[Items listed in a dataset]
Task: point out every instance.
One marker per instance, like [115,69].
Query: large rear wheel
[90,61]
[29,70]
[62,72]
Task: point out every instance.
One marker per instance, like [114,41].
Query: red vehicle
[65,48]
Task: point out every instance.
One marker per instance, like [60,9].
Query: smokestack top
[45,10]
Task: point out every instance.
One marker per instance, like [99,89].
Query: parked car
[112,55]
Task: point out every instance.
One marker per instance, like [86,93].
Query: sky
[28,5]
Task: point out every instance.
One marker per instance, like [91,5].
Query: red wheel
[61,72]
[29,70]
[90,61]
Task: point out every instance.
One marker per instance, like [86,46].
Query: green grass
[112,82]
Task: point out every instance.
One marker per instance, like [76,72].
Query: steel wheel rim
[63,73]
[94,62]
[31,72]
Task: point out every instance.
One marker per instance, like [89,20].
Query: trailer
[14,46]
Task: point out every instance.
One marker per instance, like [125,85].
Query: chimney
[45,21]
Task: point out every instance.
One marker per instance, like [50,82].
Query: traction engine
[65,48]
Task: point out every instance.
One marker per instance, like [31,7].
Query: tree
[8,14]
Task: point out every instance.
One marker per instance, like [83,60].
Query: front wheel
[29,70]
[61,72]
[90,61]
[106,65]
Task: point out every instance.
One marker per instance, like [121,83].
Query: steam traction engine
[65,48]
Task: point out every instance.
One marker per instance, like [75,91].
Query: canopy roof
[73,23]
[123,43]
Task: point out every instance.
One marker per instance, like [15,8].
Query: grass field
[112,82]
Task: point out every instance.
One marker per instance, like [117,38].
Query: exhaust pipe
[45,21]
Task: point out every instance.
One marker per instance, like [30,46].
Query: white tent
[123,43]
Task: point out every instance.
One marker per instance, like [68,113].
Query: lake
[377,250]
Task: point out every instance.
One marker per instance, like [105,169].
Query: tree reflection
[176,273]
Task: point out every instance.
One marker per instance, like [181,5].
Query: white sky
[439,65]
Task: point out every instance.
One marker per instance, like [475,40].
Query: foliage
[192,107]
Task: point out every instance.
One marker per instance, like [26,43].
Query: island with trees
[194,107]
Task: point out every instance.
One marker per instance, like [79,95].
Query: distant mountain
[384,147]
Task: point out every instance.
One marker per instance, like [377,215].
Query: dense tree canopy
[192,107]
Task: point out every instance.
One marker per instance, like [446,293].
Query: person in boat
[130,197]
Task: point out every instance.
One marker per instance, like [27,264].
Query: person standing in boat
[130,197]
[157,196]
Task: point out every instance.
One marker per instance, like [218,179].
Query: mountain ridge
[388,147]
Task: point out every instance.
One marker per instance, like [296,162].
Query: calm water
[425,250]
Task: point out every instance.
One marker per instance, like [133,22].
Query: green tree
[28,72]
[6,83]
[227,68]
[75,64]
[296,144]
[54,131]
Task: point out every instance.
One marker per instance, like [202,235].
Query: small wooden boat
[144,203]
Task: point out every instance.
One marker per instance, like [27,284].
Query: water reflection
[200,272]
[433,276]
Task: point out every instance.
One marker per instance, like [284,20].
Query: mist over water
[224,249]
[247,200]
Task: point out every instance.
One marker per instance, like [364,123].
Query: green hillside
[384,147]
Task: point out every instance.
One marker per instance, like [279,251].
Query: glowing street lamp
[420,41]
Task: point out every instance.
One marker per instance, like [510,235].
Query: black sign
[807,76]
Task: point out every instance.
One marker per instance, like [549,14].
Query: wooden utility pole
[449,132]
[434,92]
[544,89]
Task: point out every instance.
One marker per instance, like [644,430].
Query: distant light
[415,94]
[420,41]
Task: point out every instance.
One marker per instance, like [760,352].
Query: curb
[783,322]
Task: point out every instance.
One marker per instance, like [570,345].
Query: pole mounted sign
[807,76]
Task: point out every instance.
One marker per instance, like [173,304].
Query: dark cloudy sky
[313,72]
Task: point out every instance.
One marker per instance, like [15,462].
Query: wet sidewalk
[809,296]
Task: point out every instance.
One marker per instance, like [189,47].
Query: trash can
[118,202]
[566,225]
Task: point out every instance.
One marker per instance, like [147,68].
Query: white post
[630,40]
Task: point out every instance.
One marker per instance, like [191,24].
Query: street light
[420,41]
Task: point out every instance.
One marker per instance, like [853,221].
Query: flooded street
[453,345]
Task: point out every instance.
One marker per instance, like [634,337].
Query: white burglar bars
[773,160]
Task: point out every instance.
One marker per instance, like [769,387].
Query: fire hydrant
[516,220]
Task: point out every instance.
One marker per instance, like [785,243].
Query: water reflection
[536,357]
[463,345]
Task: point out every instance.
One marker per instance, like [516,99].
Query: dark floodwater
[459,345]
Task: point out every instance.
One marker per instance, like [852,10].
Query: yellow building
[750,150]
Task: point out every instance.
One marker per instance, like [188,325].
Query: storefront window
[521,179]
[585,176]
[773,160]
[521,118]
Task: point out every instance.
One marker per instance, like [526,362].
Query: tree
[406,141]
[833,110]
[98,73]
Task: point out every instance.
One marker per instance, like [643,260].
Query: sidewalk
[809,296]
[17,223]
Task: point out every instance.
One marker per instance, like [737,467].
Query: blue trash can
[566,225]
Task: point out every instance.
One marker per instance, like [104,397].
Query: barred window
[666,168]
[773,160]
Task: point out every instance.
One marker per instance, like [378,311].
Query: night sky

WHAT THE TASK REQUIRES: Copy out each line of the listing above that includes the word "green".

PROBLEM SOLUTION:
Query: green grass
Query: green tree
Query: green hillside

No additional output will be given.